What is being asked >>
Render the lines below as a numbered list, skipping any blank lines and leaving the pictures out.

Part of a data file >>
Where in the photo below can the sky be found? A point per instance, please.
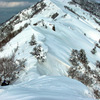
(9, 8)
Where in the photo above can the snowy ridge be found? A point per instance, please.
(58, 30)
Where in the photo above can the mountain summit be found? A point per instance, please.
(44, 46)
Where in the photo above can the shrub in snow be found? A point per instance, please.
(33, 41)
(82, 57)
(78, 56)
(93, 51)
(74, 57)
(98, 64)
(39, 53)
(9, 70)
(84, 73)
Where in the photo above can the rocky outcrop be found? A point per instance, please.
(89, 6)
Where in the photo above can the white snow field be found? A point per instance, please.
(49, 80)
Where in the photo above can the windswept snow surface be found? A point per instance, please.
(48, 80)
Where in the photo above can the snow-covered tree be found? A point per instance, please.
(39, 53)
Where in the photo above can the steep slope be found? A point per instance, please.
(59, 27)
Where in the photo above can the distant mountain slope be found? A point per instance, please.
(55, 38)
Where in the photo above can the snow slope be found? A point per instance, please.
(48, 80)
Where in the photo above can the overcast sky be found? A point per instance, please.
(8, 8)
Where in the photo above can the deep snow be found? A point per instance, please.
(48, 80)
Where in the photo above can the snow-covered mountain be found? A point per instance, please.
(57, 40)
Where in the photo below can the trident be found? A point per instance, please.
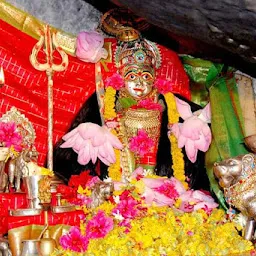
(48, 41)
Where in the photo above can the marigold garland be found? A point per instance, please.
(177, 155)
(173, 117)
(109, 103)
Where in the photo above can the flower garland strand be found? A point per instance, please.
(109, 103)
(109, 114)
(177, 155)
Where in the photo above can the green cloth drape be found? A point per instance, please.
(216, 83)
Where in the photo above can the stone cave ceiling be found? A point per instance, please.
(221, 30)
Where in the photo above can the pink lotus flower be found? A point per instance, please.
(141, 144)
(116, 81)
(99, 226)
(163, 86)
(149, 105)
(89, 47)
(9, 135)
(74, 240)
(128, 206)
(195, 200)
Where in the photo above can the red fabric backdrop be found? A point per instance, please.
(26, 88)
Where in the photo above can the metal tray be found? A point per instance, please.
(25, 212)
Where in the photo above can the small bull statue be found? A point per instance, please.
(237, 176)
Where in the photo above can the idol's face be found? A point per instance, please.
(139, 80)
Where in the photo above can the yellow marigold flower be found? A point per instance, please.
(84, 191)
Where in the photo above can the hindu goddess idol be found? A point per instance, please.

Final result >>
1. Where in the photo below can the sky be found? A point per instance, please.
2. (9, 8)
3. Where in the photo above can the snowy ridge be found? A point per instance, please.
4. (58, 30)
5. Where in the photo above can the mountain summit be found? A point per instance, please.
6. (44, 46)
7. Where in the photo above can the shrub in snow be found? A point per instance, please.
8. (33, 41)
9. (82, 57)
10. (78, 56)
11. (93, 51)
12. (74, 57)
13. (98, 64)
14. (39, 53)
15. (9, 70)
16. (84, 73)
17. Where in the photo above can the rocky outcrop be found? A point per instance, please.
18. (89, 6)
19. Where in the photo above can the white snow field be found? A point per instance, please.
20. (49, 80)
21. Where in the photo above can the windswept snow surface be found? A point per instance, please.
22. (48, 80)
23. Where in the photo above can the snow-covered tree be found? A point per instance, please.
24. (39, 53)
25. Where in the photo above can the steep slope be found? A point per instance, please.
26. (59, 27)
27. Where in the photo above can the distant mountain slope be found? A point per instance, please.
28. (55, 38)
29. Where in the photo above can the snow slope be found? A point per instance, please.
30. (48, 80)
31. Where in the photo above can the overcast sky be found? A point per instance, please.
32. (8, 8)
33. Where in the photo above can the deep snow be found? A point per instance, please.
34. (48, 80)
35. Where in the photo above can the snow-covered mountain be found? A point per instance, please.
36. (57, 40)
37. Where in the photo below can the trident be found? A point per instance, please.
38. (48, 41)
39. Where in the photo above can the marigold garland be found? A point per instance, please.
40. (177, 155)
41. (173, 117)
42. (109, 103)
43. Where in the photo above can the flower garland strand be found? A point per instance, please.
44. (109, 103)
45. (109, 114)
46. (177, 155)
47. Where in the photo above can the green cloth drape be found? A point per instance, please.
48. (216, 83)
49. Where in the photo above can the stone cave ceiling be found? A point per instance, please.
50. (221, 30)
51. Where in the photo above can the pink lotus flower be found? A point per instance, please.
52. (141, 144)
53. (116, 81)
54. (99, 226)
55. (163, 86)
56. (149, 105)
57. (89, 47)
58. (9, 135)
59. (74, 240)
60. (128, 206)
61. (195, 200)
62. Where in the photo above can the red fabric backdrop be found? A point per instance, please.
63. (26, 88)
64. Where in the photo above can the metal tray be found? A point per instance, please.
65. (25, 212)
66. Where in the photo above can the small bull statue be found? A point per instance, please.
67. (237, 176)
68. Where in the photo above can the idol's face be found? A point per instance, please.
69. (139, 80)
70. Where in the photo above can the yellow marigold flower be found? A point per instance, please.
71. (84, 191)
72. Where in the photo above can the hindu goddess idol be found? A point per instance, please.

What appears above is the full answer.